### Instructions for the task
Format every line of the entries below as a numbered list, leaving out any blank lines.

### Record set
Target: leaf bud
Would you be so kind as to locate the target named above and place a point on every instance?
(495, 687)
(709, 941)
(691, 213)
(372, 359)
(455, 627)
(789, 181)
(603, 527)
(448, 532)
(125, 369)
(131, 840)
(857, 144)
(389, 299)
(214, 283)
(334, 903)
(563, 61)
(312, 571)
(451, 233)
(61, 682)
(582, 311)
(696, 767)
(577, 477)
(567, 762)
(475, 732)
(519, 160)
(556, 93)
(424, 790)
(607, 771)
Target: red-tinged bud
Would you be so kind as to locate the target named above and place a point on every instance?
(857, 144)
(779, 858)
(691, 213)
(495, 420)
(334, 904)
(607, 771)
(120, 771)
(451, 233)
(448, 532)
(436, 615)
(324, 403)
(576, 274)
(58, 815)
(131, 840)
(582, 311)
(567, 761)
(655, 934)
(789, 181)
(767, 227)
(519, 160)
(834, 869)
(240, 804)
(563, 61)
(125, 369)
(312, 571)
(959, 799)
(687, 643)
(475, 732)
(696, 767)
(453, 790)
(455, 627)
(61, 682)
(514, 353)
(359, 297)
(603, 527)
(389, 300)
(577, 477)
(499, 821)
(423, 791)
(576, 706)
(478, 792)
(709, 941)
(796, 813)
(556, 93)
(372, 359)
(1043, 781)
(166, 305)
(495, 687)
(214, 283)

### Answer to the problem
1. Target: leaf bud
2. Would you be so kind as to locate the target named above and place a point on every instance?
3. (495, 687)
4. (709, 941)
5. (691, 213)
6. (372, 359)
7. (455, 627)
8. (789, 181)
9. (603, 527)
10. (448, 532)
11. (125, 369)
12. (131, 840)
13. (857, 144)
14. (389, 299)
15. (214, 283)
16. (334, 903)
17. (563, 61)
18. (312, 571)
19. (451, 233)
20. (61, 682)
21. (582, 311)
22. (696, 767)
23. (577, 477)
24. (567, 762)
25. (475, 732)
26. (519, 160)
27. (556, 93)
28. (424, 790)
29. (607, 771)
30. Target: red-tinged bud
31. Would you be so kind as to locate the target named above and place a point on every instance?
32. (857, 144)
33. (779, 858)
34. (691, 213)
35. (495, 420)
36. (334, 904)
37. (607, 771)
38. (120, 771)
39. (451, 233)
40. (448, 532)
41. (436, 615)
42. (324, 403)
43. (576, 274)
44. (58, 815)
45. (131, 840)
46. (582, 311)
47. (567, 761)
48. (655, 934)
49. (789, 181)
50. (767, 227)
51. (519, 160)
52. (834, 869)
53. (240, 804)
54. (563, 61)
55. (125, 369)
56. (312, 571)
57. (959, 799)
58. (687, 643)
59. (475, 732)
60. (696, 767)
61. (453, 790)
62. (455, 627)
63. (61, 682)
64. (514, 353)
65. (359, 297)
66. (603, 527)
67. (389, 300)
68. (577, 477)
69. (499, 821)
70. (423, 791)
71. (576, 706)
72. (478, 792)
73. (709, 941)
74. (796, 813)
75. (556, 93)
76. (372, 359)
77. (1043, 781)
78. (166, 305)
79. (495, 687)
80. (214, 283)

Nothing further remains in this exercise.